▶ TEXT FOR ANALYSIS

Part of Microsoft’s multi-billion dollar investment into OpenAI includes access to its latest GPT models which now includes GPT-4o that will now be part of Azure AI starting today.
As part of the keynote speech given by Microsoft CEO Satya Nadella during the company’s annual developer conference, BUILD attendees were privy to the announcement that GPT-4o is now available in Azure AI studio as an API.
Developers can now make use of multimodal models that integrate texts, images, and audio processing within a single model.
Another multimodal experience announced during BUILD was the inclusion of Phi-3-vision into the Phi-3 family which is now home to Phi-3 small, Phi-3 medium, and Phi-3 vision. Microsoft has been working diligently on creating several specialized small language models to complement its investments in large language models and the Phi-3 family represents some of those efforts with Phi-3 vision specifically designed for personal devices.

▶ ASSIGNED TASK 1
Duplicate everything in the article on Microsoft's BUILD announcements from "As part of the" down to "for personal devices.", word for word.
▶ ASSIGNED TASK 2
Answer these questions from the article on Microsoft's BUILD announcements:
(a) Who gave the keynote speech at the developer conference?
(b) In what form is GPT-4o now available in Azure AI studio?
(c) Which member of the Phi-3 family is specifically designed for personal devices?
▶ ASSIGNED TASK 3
Carry the article on Microsoft's BUILD announcements further, picking up after its last sentence.
You won't need the lines that come after this.

(Saved entries)
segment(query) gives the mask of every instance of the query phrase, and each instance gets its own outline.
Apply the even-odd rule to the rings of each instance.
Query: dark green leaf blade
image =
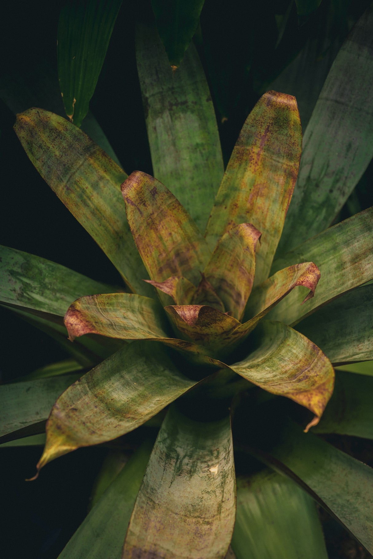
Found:
[[[69,541],[59,559],[120,559],[123,540],[152,451],[146,441],[130,458]]]
[[[0,437],[45,421],[58,396],[79,378],[67,375],[0,386]]]
[[[265,406],[263,406],[265,408]],[[373,468],[290,421],[256,415],[249,444],[264,462],[305,489],[371,553]]]
[[[333,396],[314,432],[373,439],[372,394],[371,377],[336,371]]]
[[[77,126],[87,115],[122,0],[69,0],[57,30],[58,78],[66,114]]]
[[[197,422],[172,407],[139,491],[122,559],[224,559],[234,524],[235,489],[229,418]]]
[[[268,470],[237,479],[232,546],[237,559],[328,559],[313,499]]]
[[[196,32],[205,0],[152,0],[157,28],[173,69],[178,68]]]
[[[332,301],[296,329],[318,345],[332,363],[373,359],[373,285],[357,287]]]
[[[160,345],[136,342],[125,346],[55,402],[38,470],[67,452],[131,431],[196,382],[179,372]]]
[[[15,130],[44,180],[84,228],[135,292],[153,295],[126,219],[120,185],[127,175],[68,121],[32,108]]]
[[[311,260],[321,278],[313,299],[301,306],[303,287],[293,290],[268,314],[291,326],[328,301],[373,278],[373,207],[315,235],[273,263],[271,273],[298,262]]]
[[[156,31],[144,26],[136,35],[136,60],[153,174],[203,233],[224,167],[213,101],[197,51],[190,45],[173,75]]]
[[[372,52],[371,6],[337,55],[305,131],[278,255],[330,225],[372,158]]]

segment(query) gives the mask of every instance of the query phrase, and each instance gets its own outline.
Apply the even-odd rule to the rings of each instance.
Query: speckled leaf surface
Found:
[[[373,285],[332,301],[297,324],[333,363],[373,359]]]
[[[153,177],[135,171],[121,186],[127,219],[150,279],[183,276],[195,285],[209,251],[191,217]]]
[[[253,286],[255,249],[261,234],[251,224],[233,227],[218,243],[204,272],[225,310],[238,320]]]
[[[58,80],[65,110],[80,126],[105,60],[122,0],[74,0],[60,13]]]
[[[301,306],[304,290],[294,290],[268,318],[294,325],[328,301],[373,278],[373,208],[338,223],[306,241],[273,263],[272,273],[297,262],[311,260],[321,278],[315,296]]]
[[[269,274],[296,179],[301,141],[295,98],[267,92],[246,120],[216,195],[206,240],[214,249],[228,229],[252,224],[262,233],[256,285]]]
[[[136,500],[122,559],[224,559],[235,494],[229,418],[197,422],[171,408]]]
[[[336,386],[315,433],[373,439],[373,378],[336,371]]]
[[[195,383],[179,372],[161,346],[144,342],[125,346],[55,402],[38,470],[80,447],[133,430]]]
[[[249,339],[248,357],[230,368],[272,394],[285,396],[313,412],[316,424],[333,392],[334,370],[310,340],[285,324],[265,320]]]
[[[261,426],[248,435],[251,449],[272,467],[291,477],[373,551],[373,468],[290,421]]]
[[[308,123],[279,255],[330,225],[373,156],[372,55],[371,7],[337,54]]]
[[[203,232],[224,167],[213,100],[197,51],[191,44],[173,75],[154,27],[139,28],[136,50],[153,174]]]
[[[315,503],[296,484],[269,470],[237,482],[237,559],[328,559]]]
[[[87,333],[122,339],[168,337],[158,301],[131,293],[82,297],[70,306],[64,322],[72,342]]]
[[[152,444],[145,441],[110,484],[58,559],[120,559],[123,540]]]
[[[18,115],[15,130],[33,165],[131,290],[151,296],[120,193],[125,173],[81,130],[48,111]]]
[[[184,53],[200,22],[205,0],[152,0],[157,29],[173,69],[180,65]]]
[[[67,375],[0,386],[0,437],[45,421],[58,396],[79,376]]]
[[[110,293],[113,287],[60,264],[0,247],[0,301],[29,312],[63,316],[82,295]]]

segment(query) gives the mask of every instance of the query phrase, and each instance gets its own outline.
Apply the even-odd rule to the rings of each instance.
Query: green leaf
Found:
[[[0,246],[0,301],[50,320],[63,316],[73,301],[114,288],[59,264],[27,252]]]
[[[20,377],[18,380],[24,382],[26,381],[36,380],[37,378],[51,378],[53,377],[59,377],[67,373],[75,373],[81,371],[84,367],[75,359],[64,359],[62,361],[56,363],[51,363],[45,365],[29,375]]]
[[[250,338],[247,357],[229,367],[272,394],[290,398],[315,414],[316,425],[333,392],[334,370],[322,352],[296,330],[263,320]]]
[[[357,373],[358,375],[367,375],[373,377],[373,361],[366,361],[364,363],[349,363],[347,365],[336,367],[337,371],[348,371],[350,373]]]
[[[142,281],[147,274],[120,193],[126,174],[81,130],[47,111],[34,108],[18,115],[15,130],[32,163],[130,288],[152,295]]]
[[[79,376],[68,375],[0,386],[0,436],[45,421],[58,396]]]
[[[273,263],[272,273],[296,262],[310,260],[321,278],[315,296],[301,306],[303,288],[293,291],[268,314],[293,326],[345,291],[373,278],[373,207],[338,223],[306,241]]]
[[[0,448],[8,447],[44,447],[45,444],[45,433],[41,433],[37,435],[31,435],[30,437],[24,437],[21,439],[15,439],[9,440],[7,443],[2,443]]]
[[[278,255],[330,225],[372,159],[372,49],[371,7],[337,55],[305,131]]]
[[[233,227],[218,241],[204,272],[225,310],[238,320],[253,286],[255,248],[261,234],[249,224]]]
[[[157,179],[135,171],[121,186],[135,243],[152,280],[183,276],[196,285],[209,252],[191,216]]]
[[[205,0],[152,0],[157,29],[173,70],[178,68],[200,22]]]
[[[88,111],[121,0],[69,0],[57,30],[58,78],[66,114],[80,126]]]
[[[124,339],[168,337],[158,301],[131,293],[82,297],[69,307],[65,325],[72,342],[87,333]]]
[[[295,0],[298,16],[309,16],[317,10],[321,4],[321,0]]]
[[[313,499],[268,470],[237,479],[232,546],[237,559],[328,559]]]
[[[80,447],[111,440],[133,430],[188,390],[162,346],[136,342],[97,365],[54,405],[38,471]]]
[[[373,552],[373,468],[290,421],[278,418],[269,424],[263,408],[255,416],[259,428],[247,433],[251,450],[299,484]]]
[[[186,7],[190,3],[184,4]],[[224,167],[214,106],[202,65],[191,44],[173,75],[153,27],[141,27],[136,44],[153,174],[176,196],[203,231]]]
[[[333,363],[373,359],[373,285],[344,293],[297,325]]]
[[[207,223],[211,250],[234,225],[251,223],[260,231],[256,285],[269,274],[296,179],[301,140],[294,97],[267,92],[244,124]]]
[[[64,117],[65,115],[56,69],[40,59],[34,65],[29,64],[21,68],[17,65],[11,75],[0,77],[0,99],[15,115],[30,107],[40,107]],[[121,167],[103,130],[90,111],[81,129]]]
[[[145,441],[83,521],[58,559],[120,559],[123,540],[152,444]]]
[[[333,396],[314,432],[373,439],[372,394],[371,377],[337,371]]]
[[[235,490],[229,418],[197,422],[173,406],[150,455],[123,559],[224,559],[234,524]]]

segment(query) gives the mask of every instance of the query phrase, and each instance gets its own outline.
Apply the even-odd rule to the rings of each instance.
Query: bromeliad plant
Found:
[[[371,25],[370,17],[361,25]],[[354,32],[350,47],[358,26]],[[64,315],[73,342],[67,347],[77,364],[68,372],[96,366],[79,373],[53,405],[38,470],[79,447],[124,435],[171,404],[164,419],[158,416],[163,421],[153,448],[145,442],[139,448],[60,556],[117,557],[125,535],[122,556],[129,559],[223,559],[232,553],[231,540],[238,559],[248,556],[248,549],[251,557],[277,557],[275,543],[272,555],[263,547],[266,538],[260,532],[280,514],[286,527],[272,534],[273,541],[290,546],[281,553],[287,559],[299,557],[294,538],[299,543],[306,538],[308,556],[326,557],[311,499],[269,471],[239,480],[233,534],[230,406],[233,419],[238,418],[238,451],[247,453],[249,461],[250,455],[258,457],[292,477],[371,551],[371,468],[283,420],[284,410],[287,416],[292,409],[284,408],[284,399],[263,395],[264,390],[286,396],[312,412],[313,419],[303,425],[306,432],[313,427],[336,432],[335,427],[328,431],[333,420],[338,423],[333,400],[329,423],[327,408],[326,427],[323,420],[318,425],[333,392],[330,361],[373,357],[367,325],[371,286],[354,289],[373,277],[373,212],[319,233],[330,224],[365,163],[349,174],[350,156],[343,163],[338,160],[338,192],[329,185],[328,198],[332,211],[322,199],[324,187],[322,203],[313,210],[309,229],[318,234],[307,240],[304,223],[299,233],[295,228],[289,233],[285,226],[285,249],[275,257],[300,159],[295,98],[270,91],[259,100],[209,214],[223,163],[198,56],[190,48],[184,68],[169,77],[162,60],[154,62],[157,50],[147,46],[149,35],[148,30],[140,35],[138,66],[157,178],[139,171],[127,177],[74,124],[41,109],[18,115],[15,127],[33,164],[101,247],[130,292],[2,249],[3,304],[55,337],[63,335]],[[327,89],[334,83],[331,76]],[[157,84],[163,79],[169,89],[160,93]],[[317,127],[327,108],[322,94],[306,132],[295,193],[301,222],[306,221],[302,196],[317,206],[309,194],[314,173],[307,158],[313,136],[322,134]],[[355,148],[350,144],[353,159],[358,149],[358,142]],[[322,157],[313,160],[315,167],[318,161],[322,166]],[[367,164],[367,155],[364,158]],[[289,213],[292,223],[296,205],[290,207],[295,209]],[[292,328],[298,323],[300,331]],[[108,338],[117,341],[109,343]],[[66,378],[68,385],[70,381]],[[347,385],[346,394],[358,391],[349,382],[337,383],[337,396]],[[61,386],[56,386],[58,396]],[[363,391],[366,389],[364,385]],[[271,406],[280,411],[267,428]],[[368,436],[362,424],[358,421],[352,433],[350,426],[350,434]],[[300,525],[306,528],[298,530]]]

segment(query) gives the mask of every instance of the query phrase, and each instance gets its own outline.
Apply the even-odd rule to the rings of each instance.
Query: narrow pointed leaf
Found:
[[[263,321],[250,342],[252,338],[249,356],[230,368],[267,392],[304,406],[316,416],[307,428],[316,424],[333,392],[329,359],[310,340],[280,322]]]
[[[232,345],[233,332],[240,326],[233,316],[206,305],[169,306],[164,310],[183,338],[201,344],[216,357]]]
[[[235,490],[229,418],[200,423],[172,408],[136,500],[122,559],[224,559]]]
[[[196,285],[209,252],[180,202],[159,181],[140,171],[134,172],[121,189],[128,222],[150,279],[183,276]]]
[[[58,399],[47,422],[38,470],[80,447],[116,438],[142,425],[196,383],[182,375],[161,346],[125,346]]]
[[[29,312],[63,316],[82,295],[113,287],[34,254],[0,247],[0,300]]]
[[[373,468],[290,421],[268,425],[265,413],[256,420],[261,428],[248,434],[261,459],[298,483],[373,552]]]
[[[339,50],[308,123],[279,255],[330,225],[372,159],[372,49],[371,6]]]
[[[337,371],[333,396],[314,432],[373,439],[372,394],[371,377]]]
[[[58,559],[120,559],[123,540],[152,450],[140,447],[90,511]]]
[[[296,264],[273,274],[252,292],[240,330],[248,333],[253,330],[261,319],[295,287],[305,287],[310,290],[302,302],[302,304],[305,303],[314,296],[319,278],[320,271],[313,262]]]
[[[0,386],[0,437],[45,421],[53,404],[79,375]]]
[[[159,303],[135,293],[82,297],[70,306],[64,321],[72,342],[88,333],[124,339],[167,337]]]
[[[178,68],[200,22],[205,0],[152,0],[157,28],[173,69]]]
[[[373,361],[365,361],[363,363],[349,363],[347,365],[336,367],[337,371],[348,371],[350,373],[357,375],[367,375],[373,377]]]
[[[296,179],[301,138],[294,97],[265,93],[243,126],[209,220],[211,249],[234,225],[252,223],[261,231],[256,285],[269,274]]]
[[[35,60],[34,65],[30,65],[29,61],[26,68],[17,65],[11,74],[0,77],[0,99],[15,116],[30,107],[40,107],[64,117],[65,115],[56,68],[40,59]],[[103,130],[90,111],[82,123],[81,129],[121,166]]]
[[[136,49],[153,174],[203,232],[224,167],[213,100],[197,51],[191,44],[173,75],[154,27],[140,28]]]
[[[296,329],[332,363],[373,359],[373,285],[348,291],[302,320]]]
[[[47,111],[18,115],[15,130],[31,163],[131,290],[153,295],[126,219],[125,173],[81,130]]]
[[[204,275],[226,311],[240,320],[254,282],[255,248],[261,233],[251,224],[233,227],[219,241]]]
[[[232,546],[237,559],[328,559],[313,499],[268,470],[237,479]]]
[[[322,305],[373,278],[373,207],[338,223],[273,263],[272,273],[302,260],[321,272],[314,298],[301,306],[304,290],[294,290],[268,317],[294,325]]]
[[[57,30],[58,78],[66,114],[77,126],[87,115],[122,0],[69,0]]]

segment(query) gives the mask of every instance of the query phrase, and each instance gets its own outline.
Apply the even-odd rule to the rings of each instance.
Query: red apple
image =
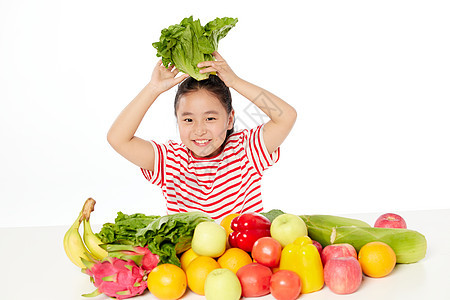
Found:
[[[313,245],[316,246],[317,251],[319,251],[319,254],[322,254],[322,249],[323,249],[322,245],[318,241],[315,241],[315,240],[312,240],[312,242],[313,242]]]
[[[348,256],[352,256],[356,259],[358,258],[355,247],[353,247],[352,245],[347,243],[328,245],[322,250],[322,264],[325,266],[327,264],[327,261],[329,261],[333,257]]]
[[[281,244],[276,239],[266,236],[253,244],[252,257],[266,267],[277,267],[280,264],[281,250]]]
[[[260,297],[270,293],[272,270],[258,263],[241,267],[236,276],[242,286],[243,297]]]
[[[323,276],[333,293],[351,294],[361,285],[361,265],[353,256],[333,257],[325,265]]]
[[[406,228],[405,220],[393,213],[386,213],[378,217],[373,227],[380,228]]]

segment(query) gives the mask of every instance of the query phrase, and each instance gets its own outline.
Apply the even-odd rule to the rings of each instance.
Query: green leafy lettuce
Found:
[[[103,224],[97,236],[105,244],[148,246],[159,255],[159,263],[180,266],[177,254],[191,247],[197,224],[213,220],[202,212],[147,216],[141,213],[117,213],[114,223]]]
[[[233,28],[237,18],[216,18],[205,26],[192,16],[184,18],[180,24],[161,30],[159,42],[153,43],[162,58],[164,66],[169,64],[197,80],[207,79],[209,73],[200,74],[197,64],[213,60],[212,53],[217,50],[219,40]]]

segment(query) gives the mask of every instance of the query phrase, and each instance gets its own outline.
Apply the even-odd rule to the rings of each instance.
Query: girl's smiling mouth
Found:
[[[199,147],[205,147],[206,145],[208,145],[211,140],[208,139],[199,139],[199,140],[193,140],[194,144],[199,146]]]

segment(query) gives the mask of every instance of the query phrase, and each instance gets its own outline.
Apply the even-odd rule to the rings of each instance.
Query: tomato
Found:
[[[270,293],[272,270],[258,263],[241,267],[236,276],[242,286],[243,297],[260,297]]]
[[[301,291],[300,277],[294,271],[280,270],[270,279],[270,293],[277,300],[297,299]]]
[[[228,236],[228,242],[231,247],[241,248],[246,252],[251,252],[253,244],[264,236],[270,236],[270,230],[266,229],[248,229],[242,231],[233,231]]]
[[[233,230],[228,236],[231,247],[251,252],[253,244],[263,236],[270,236],[270,221],[258,213],[245,213],[231,221]]]
[[[252,248],[252,257],[266,267],[277,267],[280,264],[281,244],[271,237],[258,239]]]

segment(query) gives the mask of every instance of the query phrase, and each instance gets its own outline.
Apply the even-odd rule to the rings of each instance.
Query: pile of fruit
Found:
[[[366,222],[329,215],[230,214],[219,223],[202,213],[124,215],[94,234],[88,199],[64,237],[67,256],[101,293],[116,299],[147,289],[179,299],[189,289],[208,300],[271,294],[297,299],[324,285],[337,294],[358,290],[363,274],[380,278],[397,263],[425,257],[426,239],[395,214]],[[84,234],[78,229],[83,222]]]

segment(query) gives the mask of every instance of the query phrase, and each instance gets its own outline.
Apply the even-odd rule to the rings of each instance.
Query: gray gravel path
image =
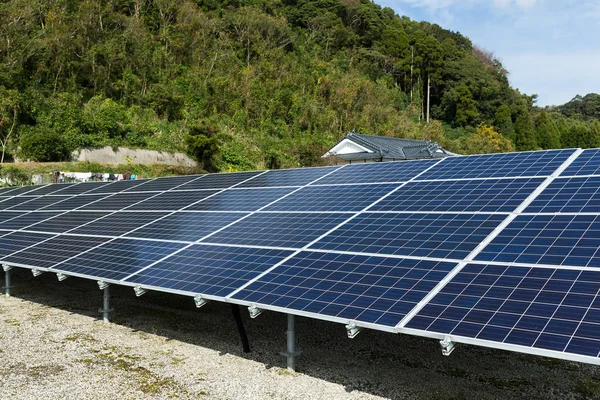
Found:
[[[14,271],[0,299],[0,399],[600,399],[600,368],[297,318],[299,373],[285,370],[286,317],[113,287],[99,321],[96,283]],[[1,282],[1,281],[0,281]]]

▶ ANSWER SECTION 1
As part of the keynote speech given by Microsoft CEO Satya Nadella during the company’s annual developer conference, BUILD attendees were privy to the announcement that GPT-4o is now available in Azure AI studio as an API.
Developers can now make use of multimodal models that integrate texts, images, and audio processing within a single model.
Another multimodal experience announced during BUILD was the inclusion of Phi-3-vision into the Phi-3 family which is now home to Phi-3 small, Phi-3 medium, and Phi-3 vision. Microsoft has been working diligently on creating several specialized small language models to complement its investments in large language models and the Phi-3 family represents some of those efforts with Phi-3 vision specifically designed for personal devices.

▶ ANSWER SECTION 2
(a) Microsoft CEO Satya Nadella.
(b) As an API.
(c) Phi-3 vision.

▶ ANSWER SECTION 3
According to Microsoft, Phi-3 vision will off “the availability to input images and text and receive text responses. For example, users can ask questions about a chart or ask an open-ended question about specific images.”
At 4.2 billion parameters, Microsoft’s new Phi-3-vision should easily support general visual reasoning tasks as well as chart/graph/table reasoning operations.
Depending on how developers implement the new APIs, users could in theory prompt AI solutions about charts or open-ended questions regarding specific images.
Microsoft also announced that its enabling new capabilities across current APIs for more multimodal experiences that include speech analytics and universal translations.